▶ Prompt: Resume the plot summary about David Halpert's move back to Detroit, starting after its last sentence.

▶ Extracted text:
David Halpert has taken a leave from his law firm in Denver to help his aging parents, who still live in suburban Detroit. He learns that his high school girlfriend Natalie and her older half-brother Dirk have recently been murdered, and he calls on her family to pay his respects. He becomes involved with their younger sister Caroline, who is visiting from Los Angeles.
Much to his own surprise, David decides to settle down in Detroit--since his son was killed in a car accident and he and his wife divorced, there is little to hold him in Denver. He gets a job at a Detroit firm, buys Dirk's home in a black neighborhood (David is white), and offers shelter to a young hoodlum whom Dirk tried to help before his death. When Caroline discovers that she is pregnant and a DNA test proves her husband is not the father, she too decides to return home to Detroit with her son.

▶ Recorded information:
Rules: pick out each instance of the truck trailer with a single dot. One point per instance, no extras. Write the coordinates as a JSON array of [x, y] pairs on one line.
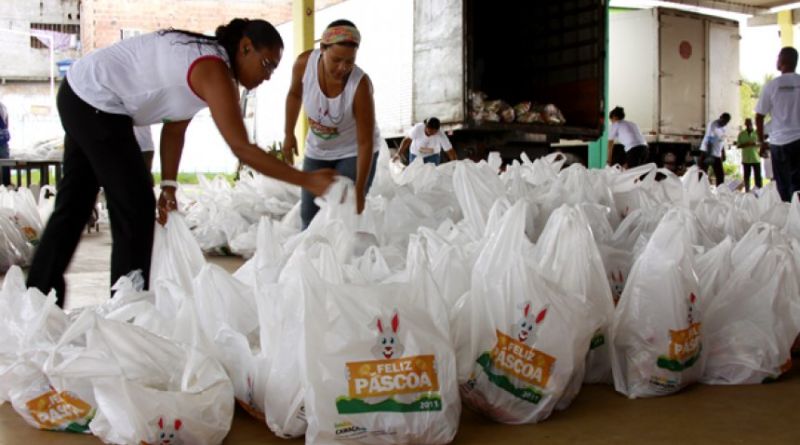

▶ Exercise result:
Lots happens in Say Nice Things about Detroit, but the plot isn't what matters. Rather, it's the exploration of what can go right and wrong in individuals' lives in a racially divided and economically depressed city like Detroit and the search for home, to fill the holes that the trials of life have left in one's heart. I'm always surprised when a male author writes an essentially romantic book, but Say Nice Things about Detroit is also that--indeed the happy ending is a bit too pat, but the issues explored give the book depth as well.
He thought that if your neighbors wanted you around, then maybe you were home.